When trimming unallocated space, btrfs_trim_fs() holds device_list_mutex
for the entire duration while iterating through all devices. On large
filesystems with significant unallocated space, this operation can take
minutes to hours on large storage systems.

This causes a problem because btrfs_run_dev_stats(), which is called
during transaction commit, also requires device_list_mutex:

  btrfs_trim_fs()
    mutex_lock(&fs_devices->device_list_mutex)
    list_for_each_entry(device, ...)
      btrfs_trim_free_extents(device)
    mutex_unlock(&fs_devices->device_list_mutex)

  commit_transaction()
    btrfs_run_dev_stats()
      mutex_lock(&fs_devices->device_list_mutex)  // blocked!
      ...

While trim is running, all transaction commits are blocked waiting for
the mutex.

Fix this by refactoring btrfs_trim_free_extents() to process devices in
bounded chunks (up to 2GB per iteration) and release device_list_mutex
between chunks.

Signed-off-by: robbieko <robbieko@synology.com>
Signed-off-by: jinbaohong <jinbaohong@synology.com>
---
 fs/btrfs/extent-tree.c | 160 +++++++++++++++++++++++++++++++++++------
 1 file changed, 138 insertions(+), 22 deletions(-)

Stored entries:
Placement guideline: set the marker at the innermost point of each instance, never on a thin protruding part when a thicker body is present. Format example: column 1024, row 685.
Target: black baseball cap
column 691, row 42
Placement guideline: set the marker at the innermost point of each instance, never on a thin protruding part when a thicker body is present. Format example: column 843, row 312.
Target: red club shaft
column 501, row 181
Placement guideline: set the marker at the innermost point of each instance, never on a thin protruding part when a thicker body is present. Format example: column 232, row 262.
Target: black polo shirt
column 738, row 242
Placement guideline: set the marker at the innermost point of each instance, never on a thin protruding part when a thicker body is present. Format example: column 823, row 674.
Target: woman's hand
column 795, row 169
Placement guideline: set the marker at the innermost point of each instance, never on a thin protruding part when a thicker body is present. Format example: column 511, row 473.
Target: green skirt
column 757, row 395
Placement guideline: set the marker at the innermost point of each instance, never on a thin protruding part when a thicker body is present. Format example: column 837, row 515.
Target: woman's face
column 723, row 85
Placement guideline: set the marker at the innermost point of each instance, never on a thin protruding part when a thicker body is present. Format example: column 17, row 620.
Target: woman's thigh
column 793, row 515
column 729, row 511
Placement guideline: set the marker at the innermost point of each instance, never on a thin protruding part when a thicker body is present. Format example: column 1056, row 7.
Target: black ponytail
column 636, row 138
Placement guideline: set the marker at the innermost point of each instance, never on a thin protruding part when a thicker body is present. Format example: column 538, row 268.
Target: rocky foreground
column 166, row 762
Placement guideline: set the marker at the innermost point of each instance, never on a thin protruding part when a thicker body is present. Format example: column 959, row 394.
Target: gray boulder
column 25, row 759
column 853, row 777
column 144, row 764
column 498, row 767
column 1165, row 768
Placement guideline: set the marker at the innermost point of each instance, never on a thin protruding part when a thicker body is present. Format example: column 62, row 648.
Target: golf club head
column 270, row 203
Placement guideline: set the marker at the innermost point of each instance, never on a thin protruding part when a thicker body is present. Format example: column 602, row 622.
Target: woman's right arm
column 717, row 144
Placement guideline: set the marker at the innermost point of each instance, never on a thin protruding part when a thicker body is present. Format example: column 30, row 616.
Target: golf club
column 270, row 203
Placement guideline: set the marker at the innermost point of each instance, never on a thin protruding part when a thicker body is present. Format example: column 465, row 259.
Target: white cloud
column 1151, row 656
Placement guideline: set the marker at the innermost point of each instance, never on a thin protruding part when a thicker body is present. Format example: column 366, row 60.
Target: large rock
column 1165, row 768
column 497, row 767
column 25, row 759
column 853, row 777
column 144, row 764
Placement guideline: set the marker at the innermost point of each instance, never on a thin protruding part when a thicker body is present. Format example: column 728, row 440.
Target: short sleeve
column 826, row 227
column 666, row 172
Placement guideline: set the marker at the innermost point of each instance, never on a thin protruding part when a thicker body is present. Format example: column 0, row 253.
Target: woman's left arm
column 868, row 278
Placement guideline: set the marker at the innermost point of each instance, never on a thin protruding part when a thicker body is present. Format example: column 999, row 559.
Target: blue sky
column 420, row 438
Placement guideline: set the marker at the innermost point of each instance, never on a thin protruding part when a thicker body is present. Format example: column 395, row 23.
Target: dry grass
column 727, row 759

> **What to do**:
(A) Answer these questions about the btrfs patch description:
(i) Which mutex does btrfs_trim_fs() hold while it iterates through all devices?
(ii) Which function, called during transaction commit, also requires that mutex?
(iii) Up to how much data does the fix process per iteration?
(B) Write a continuation of the btrfs patch description, starting after its final line.

> **Answers to each task**:
(A)
(i) device_list_mutex
(ii) btrfs_run_dev_stats()
(iii) Up to 2GB

(B)
diff --git a/fs/btrfs/extent-tree.c b/fs/btrfs/extent-tree.c
index 633c7c0f9d92..5c12cb226ef9 100644
--- a/fs/btrfs/extent-tree.c
+++ b/fs/btrfs/extent-tree.c
@@ -6493,6 +6493,9 @@ void btrfs_error_unpin_extent_range(struct btrfs_fs_info *fs_info, u64 start, u6
 	unpin_extent_range(fs_info, start, end, false);
 }
 
+/* Maximum length to trim in a single iteration to avoid holding mutex too long. */
+#define BTRFS_MAX_TRIM_LENGTH SZ_2G
+
 /*
  * It used to be that old block groups would be left around forever.
  * Iterating over them would be enough to trim unused space.  Since we
@@ -6513,10 +6516,12 @@ void btrfs_error_unpin_extent_range(struct btrfs_fs_info *fs_info, u64 start, u6
  * it while performing the free space search since we have already
  * held back allocations.
  */
-static int btrfs_trim_free_extents(struct btrfs_device *device, u64 *trimmed)
+static int btrfs_trim_free_extents_throttle(struct btrfs_device *device,
+		u64 *trimmed, u64 pos, u64 *ret_next_pos)
 {
-	u64 start = BTRFS_DEVICE_RANGE_RESERVED, len = 0, end = 0;
 	int ret;
+	u64 start = pos;
+	u64 trim_len = 0;
 
 	*trimmed = 0;
 
@@ -6536,15 +6541,20 @@ static int btrfs_trim_free_extents(struct btrfs_device *device, u64 *trimmed)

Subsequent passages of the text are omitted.